■ YOUR OBJECTIVE
Reproduce each line exactly. Skip none.
--- BEGIN EXTRACTED MATERIAL ---
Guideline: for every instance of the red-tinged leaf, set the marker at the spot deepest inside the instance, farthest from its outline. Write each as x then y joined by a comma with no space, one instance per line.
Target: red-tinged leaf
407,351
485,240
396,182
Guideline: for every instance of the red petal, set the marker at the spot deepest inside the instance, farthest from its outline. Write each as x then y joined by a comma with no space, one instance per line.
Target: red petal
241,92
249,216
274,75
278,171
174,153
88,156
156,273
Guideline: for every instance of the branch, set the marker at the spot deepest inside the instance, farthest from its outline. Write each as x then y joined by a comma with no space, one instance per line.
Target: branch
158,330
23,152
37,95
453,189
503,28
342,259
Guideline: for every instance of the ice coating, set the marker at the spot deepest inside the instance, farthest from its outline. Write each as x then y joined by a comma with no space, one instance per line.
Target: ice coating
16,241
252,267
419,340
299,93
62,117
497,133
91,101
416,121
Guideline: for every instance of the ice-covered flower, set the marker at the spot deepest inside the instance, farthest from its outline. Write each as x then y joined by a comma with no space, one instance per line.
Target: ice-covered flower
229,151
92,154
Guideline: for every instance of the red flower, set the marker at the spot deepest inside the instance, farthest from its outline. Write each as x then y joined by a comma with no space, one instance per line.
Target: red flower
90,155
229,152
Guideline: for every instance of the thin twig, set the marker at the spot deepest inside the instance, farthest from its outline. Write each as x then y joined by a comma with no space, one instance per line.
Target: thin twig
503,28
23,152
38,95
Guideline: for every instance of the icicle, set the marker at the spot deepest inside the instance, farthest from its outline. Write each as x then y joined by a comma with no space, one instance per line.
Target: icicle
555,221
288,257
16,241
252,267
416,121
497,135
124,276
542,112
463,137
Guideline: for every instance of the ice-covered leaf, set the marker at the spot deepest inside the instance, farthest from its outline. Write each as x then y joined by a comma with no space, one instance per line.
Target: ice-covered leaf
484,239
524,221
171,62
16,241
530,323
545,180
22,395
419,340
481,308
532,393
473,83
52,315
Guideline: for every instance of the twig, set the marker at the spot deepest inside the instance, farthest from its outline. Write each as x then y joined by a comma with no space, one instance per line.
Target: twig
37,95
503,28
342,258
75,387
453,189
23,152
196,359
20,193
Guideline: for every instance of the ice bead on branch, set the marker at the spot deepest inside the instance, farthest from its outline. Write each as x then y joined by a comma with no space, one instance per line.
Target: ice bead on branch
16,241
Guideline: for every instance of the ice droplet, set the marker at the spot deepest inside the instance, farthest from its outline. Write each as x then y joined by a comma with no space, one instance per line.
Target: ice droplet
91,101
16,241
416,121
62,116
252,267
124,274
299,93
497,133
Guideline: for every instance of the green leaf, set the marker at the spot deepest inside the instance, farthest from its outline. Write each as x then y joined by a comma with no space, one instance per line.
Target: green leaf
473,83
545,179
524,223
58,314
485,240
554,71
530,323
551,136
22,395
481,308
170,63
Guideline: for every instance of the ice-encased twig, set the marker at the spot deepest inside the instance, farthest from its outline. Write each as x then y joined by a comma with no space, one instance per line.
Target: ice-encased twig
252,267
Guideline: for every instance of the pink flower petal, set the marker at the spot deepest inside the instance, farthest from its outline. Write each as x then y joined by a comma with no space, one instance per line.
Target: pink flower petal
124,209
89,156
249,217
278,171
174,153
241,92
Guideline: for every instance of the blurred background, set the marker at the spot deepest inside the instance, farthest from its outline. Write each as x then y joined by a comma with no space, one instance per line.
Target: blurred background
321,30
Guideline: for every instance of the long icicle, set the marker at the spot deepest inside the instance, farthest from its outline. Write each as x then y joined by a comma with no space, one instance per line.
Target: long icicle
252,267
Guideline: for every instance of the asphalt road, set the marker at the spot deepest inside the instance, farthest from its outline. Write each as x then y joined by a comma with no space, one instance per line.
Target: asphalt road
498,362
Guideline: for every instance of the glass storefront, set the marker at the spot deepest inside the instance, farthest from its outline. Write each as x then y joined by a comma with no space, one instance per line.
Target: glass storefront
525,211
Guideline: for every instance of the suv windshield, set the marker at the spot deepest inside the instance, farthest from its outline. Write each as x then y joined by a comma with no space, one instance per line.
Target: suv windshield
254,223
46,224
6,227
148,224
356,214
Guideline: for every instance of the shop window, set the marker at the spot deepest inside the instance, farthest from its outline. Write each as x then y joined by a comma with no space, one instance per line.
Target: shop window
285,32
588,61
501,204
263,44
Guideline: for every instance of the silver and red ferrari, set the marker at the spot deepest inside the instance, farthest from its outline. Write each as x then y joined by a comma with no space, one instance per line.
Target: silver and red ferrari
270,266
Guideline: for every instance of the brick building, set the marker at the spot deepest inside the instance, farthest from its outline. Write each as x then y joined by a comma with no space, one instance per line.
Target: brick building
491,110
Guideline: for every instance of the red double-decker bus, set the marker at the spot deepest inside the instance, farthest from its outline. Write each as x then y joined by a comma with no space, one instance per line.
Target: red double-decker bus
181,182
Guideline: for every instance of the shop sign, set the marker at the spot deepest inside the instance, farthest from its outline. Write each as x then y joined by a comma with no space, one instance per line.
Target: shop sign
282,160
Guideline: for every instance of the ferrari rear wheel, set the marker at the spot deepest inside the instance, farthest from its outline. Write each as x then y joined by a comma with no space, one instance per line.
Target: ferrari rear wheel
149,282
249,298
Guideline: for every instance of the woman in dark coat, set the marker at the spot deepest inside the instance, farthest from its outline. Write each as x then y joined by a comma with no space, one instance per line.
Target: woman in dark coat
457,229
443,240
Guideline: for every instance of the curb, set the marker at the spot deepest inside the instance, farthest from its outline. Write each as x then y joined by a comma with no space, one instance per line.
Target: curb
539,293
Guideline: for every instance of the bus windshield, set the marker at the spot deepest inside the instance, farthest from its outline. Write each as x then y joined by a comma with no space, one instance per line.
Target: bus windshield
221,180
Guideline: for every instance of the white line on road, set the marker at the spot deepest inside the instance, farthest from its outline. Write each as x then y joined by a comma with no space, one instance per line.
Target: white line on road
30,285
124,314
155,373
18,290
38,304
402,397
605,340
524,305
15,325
--- END EXTRACTED MATERIAL ---
■ CORRECT ANSWER
Guideline: for every instance of the red-tinged leaf, set the marker at the spot deepest inside the instance, farthest from its outline. Write each as x then y joined by a comma with no space, one instance per line.
Target: red-tinged leaf
407,351
485,240
396,182
Guideline: for every instance of the red petal, set the marker at the spot deepest inside the instance, farthest from its outline. Write each as x then y joined by a comma with no space, one instance per line.
Target: red petal
241,92
249,216
274,75
278,171
174,153
88,156
156,273
Guideline: for every instance of the branch, set the marker at the spot deepest inside the instance, farthest from its outline. Write each as x then y joined by a comma with no space, one instance per line.
Target: branch
158,330
23,152
37,95
453,189
503,28
342,259
Guideline: for every instance of the ice coating, set the marker at the spot deepest inside the instance, farthest from its outline. Write each as x then y joined by a comma with no space, one instance per line.
Target: ice coating
16,241
252,267
419,340
299,93
62,117
497,133
91,101
416,121
Guideline: for every instance of the ice-covered flower, set the marker at the spot deepest inside the instance, farthest from its outline. Write each as x then y joined by a comma with no space, one instance per line.
Target: ice-covered flower
229,151
92,154
Guideline: for every instance of the red flower, set the marker at the spot deepest inside the instance, farthest from its outline. Write each as x then y joined by a comma with no space, one instance per line.
Target: red flower
90,155
229,152
Guideline: for every instance of the thin twig, set the marker at the spot deepest inside the instance, farthest from its outline. Write each as x then y joined by a comma with no space, one instance per line.
Target: thin twig
503,28
23,152
38,95
Guideline: for every instance of the icicle, set the marker at the spot deepest inside the instance, farthest from its outline. Write each as x then y joined by a comma with no space, one instance per line.
Target: icicle
555,221
288,257
16,241
252,267
416,121
497,135
124,276
542,112
463,137
Guideline: for every instance of the ice-covered leaf, set the marker at the spot deepest inside the instance, farthest from its outline. Write each as x then y joined by a comma with no space, one instance per line.
Target: ice-covered leaf
484,239
524,221
171,62
16,241
530,323
545,180
22,395
419,340
481,308
532,393
473,83
52,315
Guideline: for every instance of the twig, set the marker at the spot deepest inside the instance, farthest from its outline. Write each as x then y joined by a comma with no space, one instance per line.
Target: twig
37,95
503,28
342,258
75,387
453,189
23,152
196,359
20,193
Guideline: for every instance of the ice bead on branch, set the marker at the spot deepest inside the instance, farthest from its outline. Write each as x then y joined by a comma with no space, one instance per line.
Target: ice bead on branch
16,241
Guideline: for every instance of the ice droplet, set the marker at the spot deepest inside the instance, farthest from its outline. Write each as x then y joined by a comma with no space, one instance per line.
Target: ice droplet
91,101
16,241
416,121
62,116
252,267
124,274
299,93
497,133
Guideline: for every instance of the green leaf, set the marker at the spot deepest inside the instance, farthest from its outline. Write each as x then y joined by a comma with no space, one instance per line.
Target: green leaf
473,83
545,179
524,223
58,314
485,240
554,71
530,323
551,136
22,395
481,308
170,63
Guideline: for every instance of the ice-encased twig, set the marker at the spot deepest inside the instance, farthest from its outline. Write each as x then y joined by a comma with no space, one instance per line.
Target: ice-encased twig
252,267
Guideline: for every instance of the pink flower petal, set the marker at the spot deepest inside the instance, farthest from its outline. Write each as x then y joined by a comma with no space, one instance per line.
Target: pink flower petal
124,209
89,156
249,217
278,171
174,153
241,92
Guideline: for every instance of the blurred background, set the marker at the spot deepest inside the instance, farthest from its outline. Write each as x then y joined by a comma with no space, one instance per line.
Target: blurred background
321,30
Guideline: for every instance of the long icicle, set the marker at the spot deepest inside the instance, farthest from its outline. Write each as x then y joined by a comma with no space, one instance per line.
Target: long icicle
252,267
Guideline: for every instance of the asphalt road, set the marker at the spot deepest inside the instance, farthest from its outline. Write each as x then y joined by a comma with no space, one instance per line.
Target: asphalt road
498,362
Guideline: for every instance of the glass storefront, set the marker at the spot deepest inside the instance, farthest from its outline. Write each as x then y joined by a comma with no space, one instance per line.
Target: glass storefront
525,211
Guideline: for every instance of the suv windshield, set the marker at the spot deepest inside the instance, farthest from its outline. Write each as x then y joined by a comma with no space, one instance per line.
Target: suv windshield
254,223
46,224
6,227
148,224
356,214
Guideline: for every instance of the shop window, set the marker at the spot deepest inside the instance, farthest from its outline. Write each as x then y joined by a comma with no space, one instance per line.
Target: shop window
285,32
588,61
501,204
263,44
Guideline: for every instance of the silver and red ferrari, set the marker at the spot deepest inside the instance, farthest from its outline. Write each as x then y joined by a comma with no space, one instance per line.
Target: silver and red ferrari
270,266
Guideline: for every instance of the brick building, set the marker at the spot deepest inside the instance, farthest from its outline. Write each as x then y joined by a comma with no space, one instance per line.
Target: brick building
491,110
Guideline: for every instance of the red double-decker bus, set the marker at the spot deepest inside the instance, farthest from its outline. Write each as x then y joined by a comma with no space, one instance per line.
Target: red double-decker bus
181,182
Guideline: for every instance of the shop sign, set the marker at the spot deepest inside the instance, farthest from its outline. Write each as x then y joined by a comma with no space, one instance per line.
Target: shop sign
282,160
Guideline: for every instance of the ferrari rear wheel, set the marker at the spot deepest inside the instance, farthest from its outline. Write each as x then y joined by a comma with no space, one instance per line.
Target: ferrari rear wheel
149,282
249,298
Guideline: for every instance of the woman in dark coat, set the marker at the spot deepest inside the instance, farthest from its outline. Write each as x then y joined by a comma with no space, one instance per line.
Target: woman in dark coat
457,229
443,240
Guideline: for every instance of the curb, set the marker at the spot deepest inside the instance, farthest from its outline. Write each as x then y joined by a comma with no space, one instance per line.
Target: curb
539,293
Guideline: for every instance of the bus windshield, set the marker at the spot deepest inside the instance, farthest from its outline. Write each as x then y joined by a comma with no space, one instance per line.
Target: bus windshield
221,180
Guideline: for every instance of the white line on road, set the marker at the spot deepest inside the instance, farthest from its outline. Write each as x then y joined by a comma with no space, one instance per line.
Target: white line on road
30,285
124,314
155,373
18,290
38,304
402,397
605,340
524,305
15,325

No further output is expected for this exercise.